- [Passage to read]:
════════════════════

What tools can the agent use?

Tool	Description
search_documents	Hybrid search across project documents
save/load/edit_markdown	Create and edit markdown files
create_pdf, extract_pdf_text/tables	PDF creation and text/table extraction
create_docx, extract_docx_text/tables	Word document creation and text/table extraction
generate_image	AI image generation
code_interpreter	Python code execution

Can I attach images or documents to the chat?

Yes. You can attach images or documents to the chat input for multimodal input. The AI Agent will analyze the attached file content and respond accordingly.

Security

How is authentication handled?

Amazon Cognito OIDC authentication is used. When you log in through Cognito on the frontend, a JWT token is issued and automatically included in backend API calls. MCP tool invocations use IAM SigV4 authentication.

Where is data stored?

Data	Storage
Original files, segment images	Amazon S3
Vector embeddings, search indices	LanceDB (S3 Express One Zone)
Project/workflow metadata	Amazon DynamoDB
Chat sessions, agent prompts, artifacts	Amazon S3
WebSocket connection info	Amazon ElastiCache Redis

Can I directly access LanceDB data?

════════════════════

(Region pointing data)
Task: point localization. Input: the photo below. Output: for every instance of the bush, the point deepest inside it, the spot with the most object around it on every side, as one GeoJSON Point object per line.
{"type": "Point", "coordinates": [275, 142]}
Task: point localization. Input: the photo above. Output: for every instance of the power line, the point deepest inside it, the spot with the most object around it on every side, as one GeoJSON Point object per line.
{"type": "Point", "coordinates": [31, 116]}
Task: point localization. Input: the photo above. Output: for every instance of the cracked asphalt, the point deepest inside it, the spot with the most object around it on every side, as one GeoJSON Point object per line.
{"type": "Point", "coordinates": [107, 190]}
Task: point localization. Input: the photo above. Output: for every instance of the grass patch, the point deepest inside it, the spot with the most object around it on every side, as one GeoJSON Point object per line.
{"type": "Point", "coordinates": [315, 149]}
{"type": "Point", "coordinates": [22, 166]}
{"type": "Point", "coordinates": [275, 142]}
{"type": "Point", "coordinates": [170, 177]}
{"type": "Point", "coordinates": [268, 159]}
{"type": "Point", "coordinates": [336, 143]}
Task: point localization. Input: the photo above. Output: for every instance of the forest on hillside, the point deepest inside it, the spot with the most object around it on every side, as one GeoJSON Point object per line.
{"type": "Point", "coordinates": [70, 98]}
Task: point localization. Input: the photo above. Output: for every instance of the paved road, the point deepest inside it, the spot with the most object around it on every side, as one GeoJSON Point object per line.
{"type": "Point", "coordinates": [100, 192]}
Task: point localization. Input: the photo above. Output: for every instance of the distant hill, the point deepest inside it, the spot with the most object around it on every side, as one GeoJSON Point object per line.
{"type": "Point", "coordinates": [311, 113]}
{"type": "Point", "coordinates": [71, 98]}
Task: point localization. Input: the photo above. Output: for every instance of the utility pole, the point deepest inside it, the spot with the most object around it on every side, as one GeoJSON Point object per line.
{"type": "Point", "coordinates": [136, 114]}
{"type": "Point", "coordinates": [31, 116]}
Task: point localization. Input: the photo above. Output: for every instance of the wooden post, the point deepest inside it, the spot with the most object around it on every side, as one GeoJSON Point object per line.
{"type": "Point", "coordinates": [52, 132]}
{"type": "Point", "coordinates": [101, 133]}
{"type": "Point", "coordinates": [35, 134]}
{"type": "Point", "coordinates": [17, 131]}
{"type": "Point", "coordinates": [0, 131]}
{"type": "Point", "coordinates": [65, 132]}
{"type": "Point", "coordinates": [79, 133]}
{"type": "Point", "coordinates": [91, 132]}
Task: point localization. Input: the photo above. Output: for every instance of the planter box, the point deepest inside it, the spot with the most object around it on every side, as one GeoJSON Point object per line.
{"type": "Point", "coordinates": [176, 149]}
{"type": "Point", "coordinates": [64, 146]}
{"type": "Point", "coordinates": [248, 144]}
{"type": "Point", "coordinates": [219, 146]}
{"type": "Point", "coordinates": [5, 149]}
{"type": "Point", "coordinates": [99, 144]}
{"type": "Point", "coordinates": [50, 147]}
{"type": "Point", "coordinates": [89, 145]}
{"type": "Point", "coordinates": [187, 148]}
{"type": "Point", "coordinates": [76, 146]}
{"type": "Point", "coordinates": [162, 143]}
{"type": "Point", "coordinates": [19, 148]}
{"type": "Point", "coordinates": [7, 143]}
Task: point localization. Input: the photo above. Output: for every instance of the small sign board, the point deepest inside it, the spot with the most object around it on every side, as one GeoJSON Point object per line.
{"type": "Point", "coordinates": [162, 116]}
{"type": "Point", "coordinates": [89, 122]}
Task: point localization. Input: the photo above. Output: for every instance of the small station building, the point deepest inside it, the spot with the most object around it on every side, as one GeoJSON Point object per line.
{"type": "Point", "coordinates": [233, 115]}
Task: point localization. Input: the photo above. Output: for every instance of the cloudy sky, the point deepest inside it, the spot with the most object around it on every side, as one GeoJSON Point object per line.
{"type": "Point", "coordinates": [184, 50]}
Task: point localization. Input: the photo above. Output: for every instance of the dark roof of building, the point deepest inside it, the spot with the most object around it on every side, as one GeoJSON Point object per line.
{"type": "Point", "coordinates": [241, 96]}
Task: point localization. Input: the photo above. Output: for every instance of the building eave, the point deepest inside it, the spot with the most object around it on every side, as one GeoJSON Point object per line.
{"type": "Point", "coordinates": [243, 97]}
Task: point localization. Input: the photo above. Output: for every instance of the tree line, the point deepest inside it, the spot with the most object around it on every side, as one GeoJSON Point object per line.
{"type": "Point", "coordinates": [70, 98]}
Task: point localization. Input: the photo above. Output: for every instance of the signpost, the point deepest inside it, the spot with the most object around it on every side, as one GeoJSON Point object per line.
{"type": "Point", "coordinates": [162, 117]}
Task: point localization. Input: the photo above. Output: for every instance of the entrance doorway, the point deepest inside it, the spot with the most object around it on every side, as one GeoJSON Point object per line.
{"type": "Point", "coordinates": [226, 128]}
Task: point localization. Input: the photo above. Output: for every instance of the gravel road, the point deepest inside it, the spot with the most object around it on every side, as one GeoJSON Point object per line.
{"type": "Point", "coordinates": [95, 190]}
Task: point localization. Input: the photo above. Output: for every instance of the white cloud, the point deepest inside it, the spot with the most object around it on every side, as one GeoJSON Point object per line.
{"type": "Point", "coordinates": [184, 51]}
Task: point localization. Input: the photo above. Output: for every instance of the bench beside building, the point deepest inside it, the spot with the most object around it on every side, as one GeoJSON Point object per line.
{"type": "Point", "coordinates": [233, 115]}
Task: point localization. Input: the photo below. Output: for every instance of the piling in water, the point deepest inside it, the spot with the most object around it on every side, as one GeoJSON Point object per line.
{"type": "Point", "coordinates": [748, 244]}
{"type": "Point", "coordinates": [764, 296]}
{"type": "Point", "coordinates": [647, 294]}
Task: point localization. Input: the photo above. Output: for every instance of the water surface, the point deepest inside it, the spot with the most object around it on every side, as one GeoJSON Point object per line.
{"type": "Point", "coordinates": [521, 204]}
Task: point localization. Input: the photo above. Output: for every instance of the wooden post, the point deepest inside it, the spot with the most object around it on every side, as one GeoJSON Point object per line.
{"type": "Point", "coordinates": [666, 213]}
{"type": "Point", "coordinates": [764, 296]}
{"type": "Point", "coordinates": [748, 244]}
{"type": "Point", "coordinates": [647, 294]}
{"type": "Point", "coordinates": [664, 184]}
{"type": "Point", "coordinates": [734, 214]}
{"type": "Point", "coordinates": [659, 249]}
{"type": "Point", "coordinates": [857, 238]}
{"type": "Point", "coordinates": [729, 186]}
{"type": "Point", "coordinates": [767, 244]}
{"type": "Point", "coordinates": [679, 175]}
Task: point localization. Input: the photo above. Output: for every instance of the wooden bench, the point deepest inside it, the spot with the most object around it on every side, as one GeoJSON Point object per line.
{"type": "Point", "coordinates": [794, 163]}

════════════════════

- [Task brief]:
Answer these questions using the FAQ text above.
(a) Which tool runs Python code?
(b) What authentication do MCP tool invocations use?
(c) Where is WebSocket connection info stored?

- [Written answer]:
(a) code_interpreter
(b) IAM SigV4 authentication
(c) Amazon ElastiCache Redis